**Things to do**
#1 Answer these questions from the passage on the Kansas foreign-law ban.
(a) Under the constitutions of which two jurisdictions are the protected liberties, rights and privileges granted?
(b) Which law did the parties in Soleimani agree would apply to all disputes in the case?
(c) By what kind of law is a mahr said to be constitutionally enforceable?
#2 Decide whether each statement agrees with the passage on the Kansas foreign-law ban, and back each answer with the deciding words quoted from it.
(a) A contract provision covered by the ban is void and unenforceable.
(b) The parties in Soleimani agreed that foreign law would govern their disputes.
(c) The ban applies to every contract, whatever law it calls for.
#3 Recast the part of the passage on the Kansas foreign-law ban starting with "Thus, according to" and going on through "had no purpose.", putting "marriage gift agreement" in place of "mahr".

**Passage given**
------------------------------------------------------------------------

A contract or contractual provision, if capable of segregation, which provides for the choice of foreign law, legal code or system to govern some or all of the disputes between the parties adjudicated by a court of law or by an arbitration panel arising from the contract mutually agreed upon  shall violate the public policy of this state and be void and unenforceable if the foreign law, legal code or system chosen includes or incorporates any substantive or procedural law, as applied to the dispute at issue, that would not grant the parties the same fundamental liberties, rights and privileges granted under the United States and Kansas constitutions, including, but not limited to, equal protection, due process, free exercise of religion, freedom of speech or press, and any right of privacy or marriage. (emphasis supplied).

Thus, according to the ban itself, it only applies when the contract or contractual provision calls for the application of foreign or religious law.  Established state practice makes clear that the only constitutional way that a mahr could ever be enforced is if it can be done using domestic, secular law.  Indeed, the parties in Soleimani specifically agreed that the law of Kansas applied to all disputes in the case.  The Court could simply have pointed this out, and thereby avoided any discussion of the religious law ban set forth in applicable Kansas law.  From a purely legal perspective, it had no purpose.

------------------------------------------------------------------------

**Supplied records**
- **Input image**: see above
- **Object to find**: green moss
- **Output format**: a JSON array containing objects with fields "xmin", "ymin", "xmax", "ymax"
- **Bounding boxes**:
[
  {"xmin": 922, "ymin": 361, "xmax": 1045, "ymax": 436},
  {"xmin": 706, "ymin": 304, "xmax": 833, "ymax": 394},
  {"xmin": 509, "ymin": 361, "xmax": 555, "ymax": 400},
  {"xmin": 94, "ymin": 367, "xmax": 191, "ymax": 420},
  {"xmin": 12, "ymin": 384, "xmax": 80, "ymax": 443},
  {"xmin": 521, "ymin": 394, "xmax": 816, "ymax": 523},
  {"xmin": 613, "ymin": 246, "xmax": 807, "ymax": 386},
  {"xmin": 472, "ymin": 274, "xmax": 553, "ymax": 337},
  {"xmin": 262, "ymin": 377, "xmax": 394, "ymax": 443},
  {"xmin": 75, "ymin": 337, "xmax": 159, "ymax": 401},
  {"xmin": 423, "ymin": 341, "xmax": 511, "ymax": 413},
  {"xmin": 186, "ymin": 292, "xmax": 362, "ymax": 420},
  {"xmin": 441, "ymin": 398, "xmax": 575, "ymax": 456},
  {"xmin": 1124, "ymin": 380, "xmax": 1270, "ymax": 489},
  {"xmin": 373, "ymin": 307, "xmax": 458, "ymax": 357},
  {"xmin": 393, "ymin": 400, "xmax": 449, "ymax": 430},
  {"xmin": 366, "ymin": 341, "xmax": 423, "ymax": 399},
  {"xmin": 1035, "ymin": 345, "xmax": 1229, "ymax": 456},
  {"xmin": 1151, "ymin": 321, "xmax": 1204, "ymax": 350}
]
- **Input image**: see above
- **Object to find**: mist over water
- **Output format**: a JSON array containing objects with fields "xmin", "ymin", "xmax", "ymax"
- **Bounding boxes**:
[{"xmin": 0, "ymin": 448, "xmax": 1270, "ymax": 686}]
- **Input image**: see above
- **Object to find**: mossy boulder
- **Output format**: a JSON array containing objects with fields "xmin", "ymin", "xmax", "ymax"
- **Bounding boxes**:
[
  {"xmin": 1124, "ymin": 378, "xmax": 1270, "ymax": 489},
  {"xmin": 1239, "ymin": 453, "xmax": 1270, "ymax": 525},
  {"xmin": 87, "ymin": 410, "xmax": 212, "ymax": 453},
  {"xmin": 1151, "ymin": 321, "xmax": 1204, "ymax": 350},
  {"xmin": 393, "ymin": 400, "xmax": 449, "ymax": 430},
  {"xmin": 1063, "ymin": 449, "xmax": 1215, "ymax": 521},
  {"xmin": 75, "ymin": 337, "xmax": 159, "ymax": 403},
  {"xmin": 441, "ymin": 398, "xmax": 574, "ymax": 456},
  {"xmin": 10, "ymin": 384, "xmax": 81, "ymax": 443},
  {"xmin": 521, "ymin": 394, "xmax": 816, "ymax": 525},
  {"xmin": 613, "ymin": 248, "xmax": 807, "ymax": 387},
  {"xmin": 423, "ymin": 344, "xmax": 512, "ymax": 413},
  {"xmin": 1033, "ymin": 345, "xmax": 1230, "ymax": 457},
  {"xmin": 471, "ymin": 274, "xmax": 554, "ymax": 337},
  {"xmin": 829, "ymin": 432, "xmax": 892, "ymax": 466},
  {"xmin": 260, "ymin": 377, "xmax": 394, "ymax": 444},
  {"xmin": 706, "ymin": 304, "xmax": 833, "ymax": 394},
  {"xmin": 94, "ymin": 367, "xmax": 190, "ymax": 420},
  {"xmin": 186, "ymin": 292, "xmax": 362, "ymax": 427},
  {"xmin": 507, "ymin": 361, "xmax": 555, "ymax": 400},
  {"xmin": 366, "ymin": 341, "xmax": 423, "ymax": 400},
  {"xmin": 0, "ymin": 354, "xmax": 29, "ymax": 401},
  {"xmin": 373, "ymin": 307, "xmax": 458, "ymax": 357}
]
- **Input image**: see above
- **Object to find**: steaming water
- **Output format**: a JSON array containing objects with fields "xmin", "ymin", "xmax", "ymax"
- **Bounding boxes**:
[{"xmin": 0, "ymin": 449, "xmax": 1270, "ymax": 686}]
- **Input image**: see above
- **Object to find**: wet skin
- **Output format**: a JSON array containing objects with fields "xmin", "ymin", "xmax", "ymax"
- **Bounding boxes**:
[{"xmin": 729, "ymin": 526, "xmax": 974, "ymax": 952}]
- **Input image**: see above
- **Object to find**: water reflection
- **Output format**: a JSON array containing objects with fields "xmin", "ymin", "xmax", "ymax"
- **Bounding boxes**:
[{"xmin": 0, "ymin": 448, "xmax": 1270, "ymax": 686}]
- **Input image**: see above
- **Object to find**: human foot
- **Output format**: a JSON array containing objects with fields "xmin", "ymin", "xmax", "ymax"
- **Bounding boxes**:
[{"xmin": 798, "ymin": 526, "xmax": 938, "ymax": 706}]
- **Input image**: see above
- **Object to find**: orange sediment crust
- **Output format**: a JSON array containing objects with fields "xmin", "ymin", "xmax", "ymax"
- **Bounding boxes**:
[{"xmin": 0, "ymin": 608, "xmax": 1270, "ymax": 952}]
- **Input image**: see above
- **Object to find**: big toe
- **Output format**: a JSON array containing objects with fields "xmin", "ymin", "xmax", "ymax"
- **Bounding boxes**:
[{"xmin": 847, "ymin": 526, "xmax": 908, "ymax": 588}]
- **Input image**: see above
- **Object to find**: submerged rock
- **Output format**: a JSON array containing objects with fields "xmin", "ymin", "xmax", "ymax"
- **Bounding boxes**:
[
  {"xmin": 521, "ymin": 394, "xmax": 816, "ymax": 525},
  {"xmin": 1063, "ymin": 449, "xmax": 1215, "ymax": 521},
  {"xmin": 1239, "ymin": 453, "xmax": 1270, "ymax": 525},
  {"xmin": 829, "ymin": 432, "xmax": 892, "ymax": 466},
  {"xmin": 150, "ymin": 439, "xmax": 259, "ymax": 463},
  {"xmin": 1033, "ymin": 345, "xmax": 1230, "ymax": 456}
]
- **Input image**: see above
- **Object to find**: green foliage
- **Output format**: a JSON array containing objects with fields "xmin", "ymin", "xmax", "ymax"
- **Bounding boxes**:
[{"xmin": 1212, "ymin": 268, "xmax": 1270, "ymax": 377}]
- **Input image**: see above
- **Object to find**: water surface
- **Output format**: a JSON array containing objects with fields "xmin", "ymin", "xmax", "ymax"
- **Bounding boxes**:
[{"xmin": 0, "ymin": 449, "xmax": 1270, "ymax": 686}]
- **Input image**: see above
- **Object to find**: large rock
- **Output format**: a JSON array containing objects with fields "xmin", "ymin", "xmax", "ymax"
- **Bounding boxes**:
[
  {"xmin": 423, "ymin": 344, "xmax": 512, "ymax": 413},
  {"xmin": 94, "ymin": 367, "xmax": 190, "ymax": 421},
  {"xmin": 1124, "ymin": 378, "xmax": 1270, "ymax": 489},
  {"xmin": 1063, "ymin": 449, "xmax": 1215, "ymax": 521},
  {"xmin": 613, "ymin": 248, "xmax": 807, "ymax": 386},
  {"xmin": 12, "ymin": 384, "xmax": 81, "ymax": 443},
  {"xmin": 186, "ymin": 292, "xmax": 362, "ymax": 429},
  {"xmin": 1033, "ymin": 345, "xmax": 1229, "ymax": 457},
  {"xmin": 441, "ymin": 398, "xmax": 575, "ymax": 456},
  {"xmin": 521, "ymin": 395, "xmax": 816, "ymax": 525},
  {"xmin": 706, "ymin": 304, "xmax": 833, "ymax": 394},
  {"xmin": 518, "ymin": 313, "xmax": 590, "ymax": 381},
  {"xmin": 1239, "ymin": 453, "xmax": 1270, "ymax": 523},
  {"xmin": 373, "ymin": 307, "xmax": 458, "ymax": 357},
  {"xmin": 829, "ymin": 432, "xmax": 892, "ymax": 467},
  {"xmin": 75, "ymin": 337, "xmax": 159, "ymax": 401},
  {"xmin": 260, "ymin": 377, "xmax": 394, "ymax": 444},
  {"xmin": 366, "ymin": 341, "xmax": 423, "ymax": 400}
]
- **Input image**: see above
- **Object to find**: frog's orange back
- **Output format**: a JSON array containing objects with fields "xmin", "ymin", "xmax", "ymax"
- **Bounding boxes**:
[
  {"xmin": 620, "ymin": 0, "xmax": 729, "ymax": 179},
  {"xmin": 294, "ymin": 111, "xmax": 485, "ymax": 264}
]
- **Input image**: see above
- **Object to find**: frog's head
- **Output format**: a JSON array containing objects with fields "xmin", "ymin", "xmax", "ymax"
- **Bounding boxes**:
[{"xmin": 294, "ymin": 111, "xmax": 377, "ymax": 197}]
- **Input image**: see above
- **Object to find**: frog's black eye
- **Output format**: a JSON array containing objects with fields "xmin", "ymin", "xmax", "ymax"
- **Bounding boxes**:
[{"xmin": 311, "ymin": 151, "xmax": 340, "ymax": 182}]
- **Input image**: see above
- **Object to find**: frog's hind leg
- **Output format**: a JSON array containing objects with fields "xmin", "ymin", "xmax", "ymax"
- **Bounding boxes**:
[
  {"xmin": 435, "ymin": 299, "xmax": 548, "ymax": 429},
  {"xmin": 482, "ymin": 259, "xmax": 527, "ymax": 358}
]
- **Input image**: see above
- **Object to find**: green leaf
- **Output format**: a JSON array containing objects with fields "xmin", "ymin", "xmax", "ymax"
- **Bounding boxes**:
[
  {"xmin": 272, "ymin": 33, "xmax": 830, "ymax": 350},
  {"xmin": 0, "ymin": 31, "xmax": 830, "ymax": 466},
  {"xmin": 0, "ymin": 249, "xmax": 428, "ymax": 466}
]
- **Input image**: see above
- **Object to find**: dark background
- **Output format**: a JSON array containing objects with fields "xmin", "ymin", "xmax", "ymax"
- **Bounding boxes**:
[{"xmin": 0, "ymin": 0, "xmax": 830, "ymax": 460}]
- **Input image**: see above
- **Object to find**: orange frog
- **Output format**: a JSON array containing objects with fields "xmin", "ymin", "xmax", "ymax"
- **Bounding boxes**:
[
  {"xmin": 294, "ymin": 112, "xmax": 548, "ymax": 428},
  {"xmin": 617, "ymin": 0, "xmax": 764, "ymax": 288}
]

------------------------------------------------------------------------

**Answers to the tasks**
#1
(a) The United States and Kansas.
(b) The law of Kansas.
(c) Domestic, secular law.

#2
(a) Yes: "shall violate the public policy of this state and be void and unenforceable"
(b) No: "the parties in Soleimani specifically agreed that the law of Kansas applied to all disputes in the case"
(c) No: "it only applies when the contract or contractual provision calls for the application of foreign or religious law"

#3
Thus, according to the ban itself, it only applies when the contract or contractual provision calls for the application of foreign or religious law.  Established state practice makes clear that the only constitutional way that a marriage gift agreement could ever be enforced is if it can be done using domestic, secular law.  Indeed, the parties in Soleimani specifically agreed that the law of Kansas applied to all disputes in the case.  The Court could simply have pointed this out, and thereby avoided any discussion of the religious law ban set forth in applicable Kansas law.  From a purely legal perspective, it had no purpose.